**Détail de la tâche:**
D'après l'extrait de rapport sur la fracture socio-ethnique, quels secteurs de la vie quotidienne sont cités en exemple comme lieux de discriminations ?

====== Extrait du document ======

III. RÉDUIRE LA FRACTURE SOCIO-ETHNIQUE

A ces inégalités d'accès à l'emploi dues à l'âge et aux ségrégations territoriales s'ajoute aussi une fracture socio-ethnique.

Cette catégorie d'inégalités est moins facilement mise en exergue que les deux premières, de nombreux tabous devant être levés pour permettre une évocation concrète, précise et dépassionnée de la question.

A. LUTTER CONTRE LES DISCRIMINATIONS : UNE PRIORITÉ

Les auditions menées par votre rapporteur et la lecture de diverses études récentes traitant de cette question montrent que les discriminations sont importantes et réelles dans notre pays. Elles sont toutefois méconnues et peu combattues. Elles atteignent pourtant une ampleur qui rend indispensable que l'on prenne aujourd'hui des mesures fortes à leur endroit.

1. Un phénomène important mais difficile à appréhender

Les discriminations se retrouvent dans tous les secteurs de la vie quotidienne, notamment l'emploi, le logement, les sorties et loisirs (accès aux restaurants, discothèques, clubs de sport, etc.).

====== Entrées fournies ======

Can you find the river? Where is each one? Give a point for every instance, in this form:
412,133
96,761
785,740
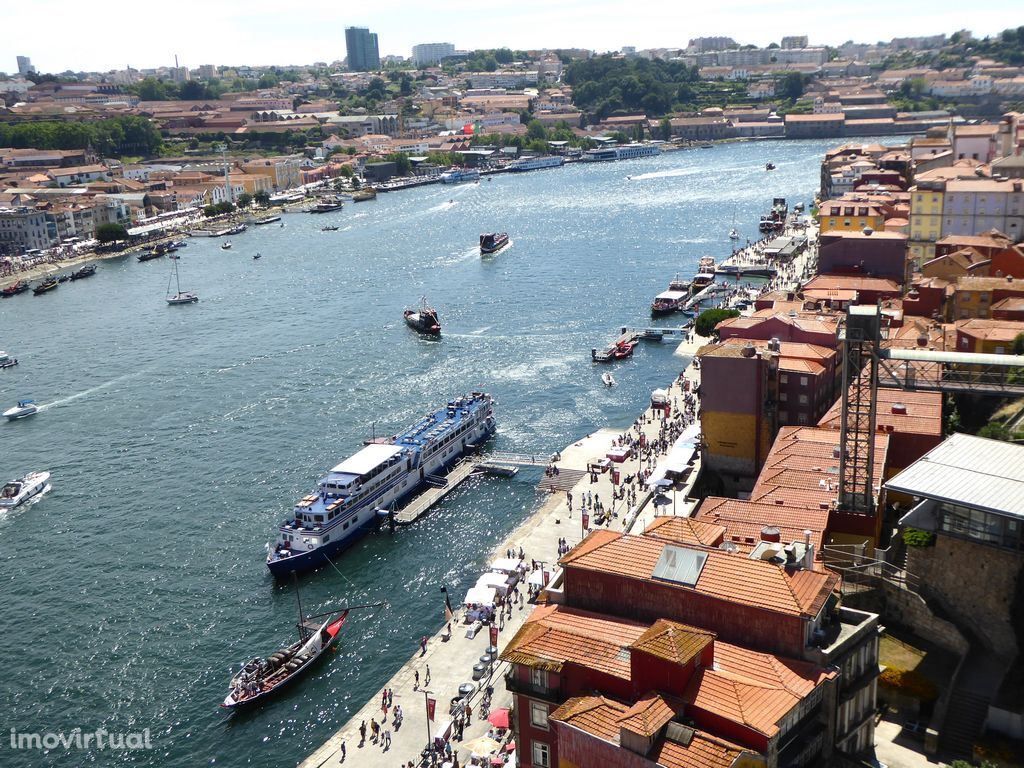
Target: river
179,436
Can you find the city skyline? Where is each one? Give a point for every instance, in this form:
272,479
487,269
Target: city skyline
256,33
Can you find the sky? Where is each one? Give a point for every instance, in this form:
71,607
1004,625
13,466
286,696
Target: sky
61,35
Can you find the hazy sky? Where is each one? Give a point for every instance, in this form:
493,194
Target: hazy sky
60,35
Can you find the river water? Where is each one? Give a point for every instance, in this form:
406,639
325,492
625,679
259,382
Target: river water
179,436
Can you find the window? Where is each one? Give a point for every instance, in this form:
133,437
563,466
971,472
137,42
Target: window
542,755
539,678
539,715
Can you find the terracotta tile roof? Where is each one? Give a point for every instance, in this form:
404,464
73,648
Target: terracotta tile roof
685,530
673,641
649,715
924,412
724,577
595,715
554,636
854,283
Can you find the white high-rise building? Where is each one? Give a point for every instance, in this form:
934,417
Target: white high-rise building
425,54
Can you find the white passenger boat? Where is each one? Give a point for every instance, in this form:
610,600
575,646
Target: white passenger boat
18,492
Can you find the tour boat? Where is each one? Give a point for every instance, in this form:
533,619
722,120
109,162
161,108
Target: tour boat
20,411
423,320
14,289
18,492
493,242
45,287
181,297
383,473
86,271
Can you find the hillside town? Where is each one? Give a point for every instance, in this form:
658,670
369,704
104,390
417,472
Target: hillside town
812,552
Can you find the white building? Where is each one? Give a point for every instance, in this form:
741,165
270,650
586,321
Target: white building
23,229
426,54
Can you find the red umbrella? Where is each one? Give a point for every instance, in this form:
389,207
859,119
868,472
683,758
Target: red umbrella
499,718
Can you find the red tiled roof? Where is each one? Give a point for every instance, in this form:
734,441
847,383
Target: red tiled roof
725,577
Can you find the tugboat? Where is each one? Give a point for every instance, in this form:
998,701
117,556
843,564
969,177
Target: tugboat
14,290
45,287
86,271
18,492
348,499
423,320
493,243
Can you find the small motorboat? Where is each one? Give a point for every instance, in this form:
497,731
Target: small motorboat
15,289
87,271
24,409
18,492
423,320
493,242
45,287
623,349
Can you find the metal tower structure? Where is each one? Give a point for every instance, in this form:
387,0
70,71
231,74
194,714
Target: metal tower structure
860,341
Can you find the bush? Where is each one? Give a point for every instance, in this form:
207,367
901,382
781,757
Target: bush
915,538
909,683
706,322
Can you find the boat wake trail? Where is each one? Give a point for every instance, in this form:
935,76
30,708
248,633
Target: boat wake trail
91,390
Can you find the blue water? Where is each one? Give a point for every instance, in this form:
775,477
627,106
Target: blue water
179,436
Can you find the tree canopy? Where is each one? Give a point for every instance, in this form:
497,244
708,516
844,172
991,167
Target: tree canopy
603,85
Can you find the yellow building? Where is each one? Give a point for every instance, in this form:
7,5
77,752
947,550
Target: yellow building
850,216
926,220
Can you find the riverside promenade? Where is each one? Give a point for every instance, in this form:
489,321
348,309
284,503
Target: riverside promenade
451,659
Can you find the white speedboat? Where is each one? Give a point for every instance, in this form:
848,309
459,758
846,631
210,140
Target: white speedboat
22,410
18,492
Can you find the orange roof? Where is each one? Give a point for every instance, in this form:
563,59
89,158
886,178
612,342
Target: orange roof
673,641
923,412
685,530
724,577
554,636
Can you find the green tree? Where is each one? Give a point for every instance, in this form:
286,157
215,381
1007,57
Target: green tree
709,318
111,232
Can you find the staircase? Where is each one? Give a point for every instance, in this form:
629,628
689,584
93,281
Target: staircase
964,722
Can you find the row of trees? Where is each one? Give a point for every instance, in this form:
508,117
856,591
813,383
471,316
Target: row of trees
112,137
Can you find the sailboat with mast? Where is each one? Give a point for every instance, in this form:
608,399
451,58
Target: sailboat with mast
181,297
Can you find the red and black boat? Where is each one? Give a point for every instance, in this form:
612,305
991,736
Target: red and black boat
493,242
13,290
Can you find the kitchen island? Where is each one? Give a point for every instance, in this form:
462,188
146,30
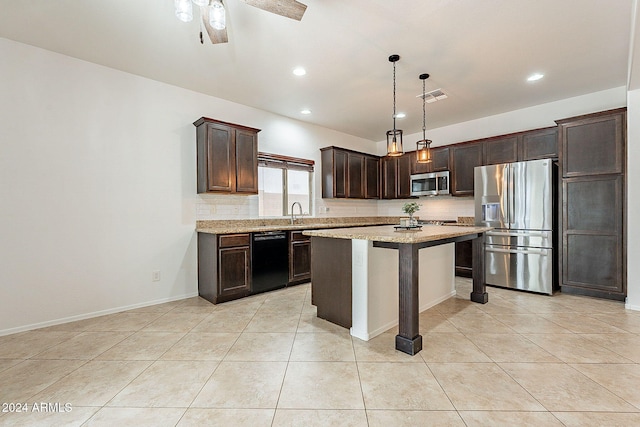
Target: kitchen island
341,287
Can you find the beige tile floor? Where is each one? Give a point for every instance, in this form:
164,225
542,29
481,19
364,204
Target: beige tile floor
267,360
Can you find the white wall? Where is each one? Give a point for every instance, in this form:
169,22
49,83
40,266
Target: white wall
633,200
97,174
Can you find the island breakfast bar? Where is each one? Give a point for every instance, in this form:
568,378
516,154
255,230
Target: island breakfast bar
408,244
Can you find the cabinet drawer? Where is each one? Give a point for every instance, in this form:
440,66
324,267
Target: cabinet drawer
297,236
233,240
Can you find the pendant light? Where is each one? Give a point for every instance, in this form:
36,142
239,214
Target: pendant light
184,10
394,137
217,18
423,147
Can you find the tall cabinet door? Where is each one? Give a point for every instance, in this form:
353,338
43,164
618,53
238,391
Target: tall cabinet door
592,151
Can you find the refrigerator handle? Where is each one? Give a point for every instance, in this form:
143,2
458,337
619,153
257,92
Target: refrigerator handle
504,198
512,204
518,251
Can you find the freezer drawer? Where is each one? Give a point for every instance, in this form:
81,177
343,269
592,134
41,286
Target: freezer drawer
517,267
527,238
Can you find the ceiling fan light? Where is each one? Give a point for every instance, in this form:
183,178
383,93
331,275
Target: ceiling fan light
184,10
217,15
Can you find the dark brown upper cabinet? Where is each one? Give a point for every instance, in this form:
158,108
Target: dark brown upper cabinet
355,174
501,150
389,167
404,176
372,177
593,144
539,144
334,173
227,157
349,174
439,161
396,176
464,158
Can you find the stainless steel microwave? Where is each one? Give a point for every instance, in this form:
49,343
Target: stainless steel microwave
430,184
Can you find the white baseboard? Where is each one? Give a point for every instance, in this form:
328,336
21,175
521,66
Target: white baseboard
631,306
92,314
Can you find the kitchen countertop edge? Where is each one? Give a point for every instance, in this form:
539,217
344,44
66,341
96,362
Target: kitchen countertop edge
389,234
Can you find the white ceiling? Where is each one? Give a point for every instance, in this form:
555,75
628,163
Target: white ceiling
478,51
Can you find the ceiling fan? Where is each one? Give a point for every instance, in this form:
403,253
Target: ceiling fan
213,14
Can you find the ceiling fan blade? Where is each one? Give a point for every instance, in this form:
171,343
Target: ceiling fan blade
289,8
216,36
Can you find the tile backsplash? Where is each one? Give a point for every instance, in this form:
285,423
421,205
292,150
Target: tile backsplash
223,206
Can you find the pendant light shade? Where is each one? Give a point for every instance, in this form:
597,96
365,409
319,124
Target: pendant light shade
394,136
184,10
423,147
217,15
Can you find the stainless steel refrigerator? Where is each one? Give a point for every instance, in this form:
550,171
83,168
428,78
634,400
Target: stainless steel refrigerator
517,199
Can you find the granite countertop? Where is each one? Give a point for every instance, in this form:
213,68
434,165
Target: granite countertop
284,224
388,233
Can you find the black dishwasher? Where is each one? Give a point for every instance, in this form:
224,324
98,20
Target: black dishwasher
269,261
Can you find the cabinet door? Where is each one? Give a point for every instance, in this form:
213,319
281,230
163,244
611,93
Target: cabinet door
501,150
389,177
404,176
246,170
539,144
463,159
416,167
439,159
593,146
372,177
234,271
355,176
340,173
299,258
220,158
593,260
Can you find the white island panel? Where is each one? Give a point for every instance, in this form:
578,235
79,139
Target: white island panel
375,284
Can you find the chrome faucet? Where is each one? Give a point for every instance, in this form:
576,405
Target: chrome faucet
293,216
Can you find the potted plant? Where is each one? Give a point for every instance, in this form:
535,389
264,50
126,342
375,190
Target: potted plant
411,208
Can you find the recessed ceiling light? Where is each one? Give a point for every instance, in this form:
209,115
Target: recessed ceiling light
535,77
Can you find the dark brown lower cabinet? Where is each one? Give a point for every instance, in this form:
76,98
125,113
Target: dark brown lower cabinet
299,258
224,266
331,284
593,259
464,258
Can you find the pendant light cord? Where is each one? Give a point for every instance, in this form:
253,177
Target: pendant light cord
424,112
394,100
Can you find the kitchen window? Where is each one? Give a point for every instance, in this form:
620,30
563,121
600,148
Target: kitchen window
283,181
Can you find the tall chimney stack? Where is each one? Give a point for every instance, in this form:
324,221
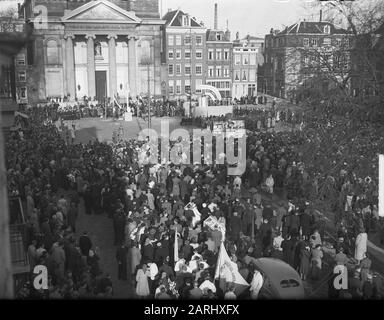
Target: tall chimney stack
215,22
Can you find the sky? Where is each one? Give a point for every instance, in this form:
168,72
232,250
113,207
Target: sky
255,17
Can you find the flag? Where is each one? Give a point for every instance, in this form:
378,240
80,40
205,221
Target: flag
114,99
176,248
227,272
23,115
196,214
215,224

======

**Résultat final:**
L'emploi, le logement, ainsi que les sorties et loisirs (accès aux restaurants, discothèques, clubs de sport, etc.).